--- INSTRUÇÕES ---
#1 Segundo o texto sobre a Ordem de Cister, em que ano São Bernardo fundou a abadia de Claraval?
#2 No texto sobre a Ordem de Cister, reescreva em forma de lista o parágrafo iniciado por "Uma das mais importantes abadias cistercienses", mantendo seus fatos principais.
#3 Dê prosseguimento ao texto sobre a Ordem de Cister a partir da última frase apresentada.

--- PÁGINA ---
* * * * *
A Ordem de Cister nasceu no convento de Cîteaux (ant. Cistercium,
França), em 1098, e teve como fundador o monge beneditino São
Roberto de Molesme (1027-1111). A decadência e o mundanismo de Cluny
provocaram um movimento de regresso às origens, a partir do Mosteiro
de Cister, na Borgonha. O movimento de Cister é a aplicação
mais rigorosa da Regra de São Bento, contra a sua deformação
por Cluny. Os primeiros cistercienses estabeleceram-se longe das povoações,
em lugares não habitados e não cultivados, vivendo exclusivamente
do trabalho de suas mãos. As abadias cistercienses eram eficazes
centros de exploração agrícola devido à obrigação
do trabalho manual e à necessidade de cada mosteiro viver com recursos
econômicos próprios.
Uma das mais importantes abadias cistercienses foi a fundada
por São Bernardo em Claraval (Clairvaux), em 1115. São Bernardo
estabeleceu relações com o quinto Prior Geral da Grande Cartuxa,
Guígues, propiciando o início da permuta de manuscritos entre
as duas ordens. Os cistercienses portugueses e galegos procediam, por filiação,
do ramo de Claraval.
* * * * *
Registros de uma coleção
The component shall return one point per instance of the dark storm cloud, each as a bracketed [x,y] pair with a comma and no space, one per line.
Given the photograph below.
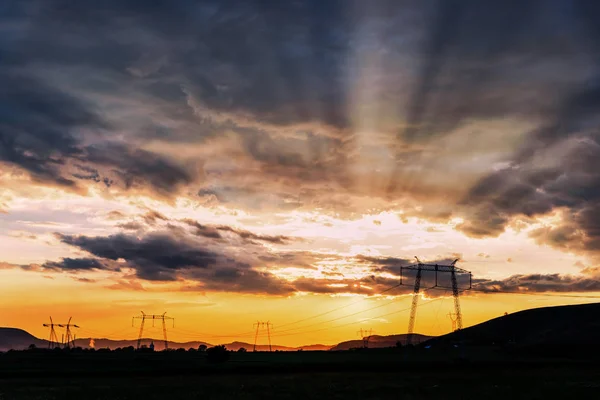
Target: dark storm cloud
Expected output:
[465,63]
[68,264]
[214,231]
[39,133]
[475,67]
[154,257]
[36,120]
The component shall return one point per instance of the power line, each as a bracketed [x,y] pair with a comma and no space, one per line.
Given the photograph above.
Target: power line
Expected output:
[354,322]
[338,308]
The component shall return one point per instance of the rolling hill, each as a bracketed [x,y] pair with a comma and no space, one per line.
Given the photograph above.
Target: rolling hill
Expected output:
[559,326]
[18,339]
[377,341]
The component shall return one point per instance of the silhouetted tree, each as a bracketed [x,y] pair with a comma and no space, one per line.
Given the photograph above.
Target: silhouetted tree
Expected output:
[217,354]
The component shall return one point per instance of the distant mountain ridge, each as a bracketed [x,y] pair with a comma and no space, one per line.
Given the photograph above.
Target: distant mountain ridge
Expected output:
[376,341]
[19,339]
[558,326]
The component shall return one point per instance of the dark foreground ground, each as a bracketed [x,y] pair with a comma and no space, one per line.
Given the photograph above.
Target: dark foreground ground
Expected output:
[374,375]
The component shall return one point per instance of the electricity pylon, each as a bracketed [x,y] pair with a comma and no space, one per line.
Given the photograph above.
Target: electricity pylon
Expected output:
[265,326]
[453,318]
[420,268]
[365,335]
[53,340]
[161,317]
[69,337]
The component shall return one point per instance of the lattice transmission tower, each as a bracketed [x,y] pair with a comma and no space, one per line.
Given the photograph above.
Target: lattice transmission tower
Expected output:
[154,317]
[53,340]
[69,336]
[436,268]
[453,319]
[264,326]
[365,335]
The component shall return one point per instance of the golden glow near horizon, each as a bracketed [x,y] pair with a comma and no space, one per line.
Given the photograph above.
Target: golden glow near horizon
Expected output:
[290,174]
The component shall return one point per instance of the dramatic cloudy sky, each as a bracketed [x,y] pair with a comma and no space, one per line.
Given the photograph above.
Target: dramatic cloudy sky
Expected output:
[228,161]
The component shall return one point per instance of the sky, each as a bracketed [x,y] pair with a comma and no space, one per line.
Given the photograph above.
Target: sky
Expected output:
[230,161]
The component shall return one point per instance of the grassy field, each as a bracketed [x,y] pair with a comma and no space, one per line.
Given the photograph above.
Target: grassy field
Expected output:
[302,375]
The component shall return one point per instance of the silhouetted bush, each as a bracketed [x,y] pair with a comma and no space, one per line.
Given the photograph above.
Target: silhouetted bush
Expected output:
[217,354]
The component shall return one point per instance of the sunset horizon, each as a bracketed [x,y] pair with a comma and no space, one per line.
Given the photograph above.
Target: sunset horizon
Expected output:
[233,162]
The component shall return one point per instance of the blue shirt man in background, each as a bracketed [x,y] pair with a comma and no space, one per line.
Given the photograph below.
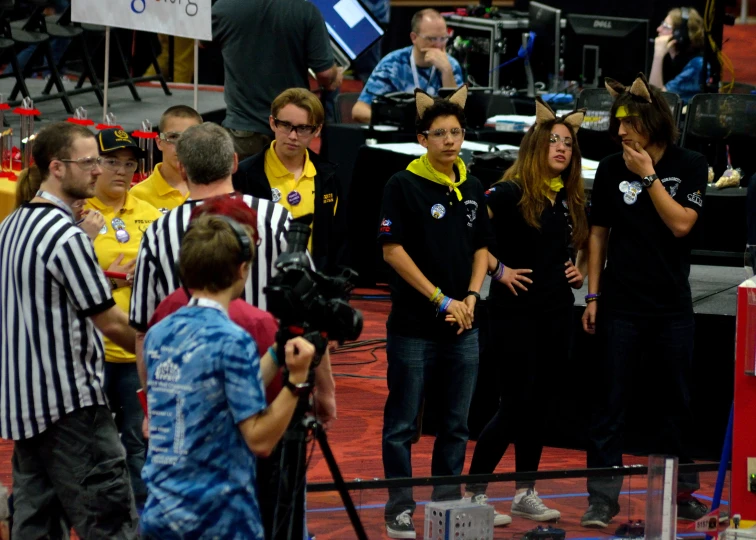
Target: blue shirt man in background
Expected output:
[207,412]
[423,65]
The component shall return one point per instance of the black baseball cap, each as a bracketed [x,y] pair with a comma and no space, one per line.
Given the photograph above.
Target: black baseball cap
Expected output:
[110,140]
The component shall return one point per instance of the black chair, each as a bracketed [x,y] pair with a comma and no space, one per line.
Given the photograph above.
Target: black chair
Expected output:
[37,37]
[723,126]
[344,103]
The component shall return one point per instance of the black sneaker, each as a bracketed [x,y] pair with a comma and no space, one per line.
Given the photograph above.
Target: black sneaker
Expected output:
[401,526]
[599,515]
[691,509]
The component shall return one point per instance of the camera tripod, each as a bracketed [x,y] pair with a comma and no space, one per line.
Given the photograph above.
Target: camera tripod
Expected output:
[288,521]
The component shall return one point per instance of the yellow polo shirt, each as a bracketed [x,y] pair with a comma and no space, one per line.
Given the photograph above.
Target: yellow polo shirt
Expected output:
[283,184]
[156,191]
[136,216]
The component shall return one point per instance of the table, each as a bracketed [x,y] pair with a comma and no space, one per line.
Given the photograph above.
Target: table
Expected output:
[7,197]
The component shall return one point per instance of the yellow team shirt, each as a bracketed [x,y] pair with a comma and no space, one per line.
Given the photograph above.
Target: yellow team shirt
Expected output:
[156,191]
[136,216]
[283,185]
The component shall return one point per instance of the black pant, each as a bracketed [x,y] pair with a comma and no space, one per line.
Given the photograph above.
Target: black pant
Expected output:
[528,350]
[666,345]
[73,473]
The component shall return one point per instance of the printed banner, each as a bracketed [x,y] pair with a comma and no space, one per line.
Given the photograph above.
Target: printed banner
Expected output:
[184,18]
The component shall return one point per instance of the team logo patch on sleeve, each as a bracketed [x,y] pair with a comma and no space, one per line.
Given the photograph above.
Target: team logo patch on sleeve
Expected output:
* * * * *
--- RESULTADOS ESPERADOS ---
#1 Em 1115.

#2
- São Bernardo fundou em Claraval (Clairvaux), em 1115, uma das mais importantes abadias cistercienses.
- Ele se relacionou com Guígues, quinto Prior Geral da Grande Cartuxa, o que deu início à troca de manuscritos entre as duas ordens.
- Os cistercienses portugueses e galegos procediam, por filiação, do ramo de Claraval.

#3
O Mosteiro de Santa Maria de Alcobaça, fundado em 1153,
teve a sua doação feita aos monges franceses de Claraval
e a ocupação do território, segundo Saraiva (1983:
268), parece ser a motivação principal do rei, visto
que era quase deserto e ainda ameaçado de ataques muçulmanos.
Afonso Henriques fez a doação a São Bernardo, seus
irmãos (em religião) e sucessores, com a condição
de que, se o abandonassem sem autorização real, nunca mais
o recuperariam. Nos últimos tempos de Sancho I, o Abade de
Alcobaça é, juntamente com o Prior de Santa Cruz, o Arcebispo
de Braga e o Bispo de Coimbra, um dos eclesiásticos de que se rodeia
o rei enfermo. E a terceira geração dos reis transferiu para
Alcobaça o panteão real. Da biblioteca da abadia, que se
tornou com o correr dos séculos a maior de Portugal na Idade Média,
provém toda a tradição manuscrita portuguesa do Castelo
Perigoso - mss. 199 e 214, editada por Santana Neto (1997).
No século XIII, Alcobaça desliga-se de Cister,
pedindo dispensa de ser visitada pelos delegados e deixando de participar
nas Congregações Gerais da Ordem. Tal fato foi facilitado
pelo Grande Cisma do Ocidente, quando o rei de Portugal e Cister seguiram
papas diferentes. No reinado de D. Fernando, os abades deixaram de ser
eleitos pelos monges e passaram a ser nomeados pelos reis.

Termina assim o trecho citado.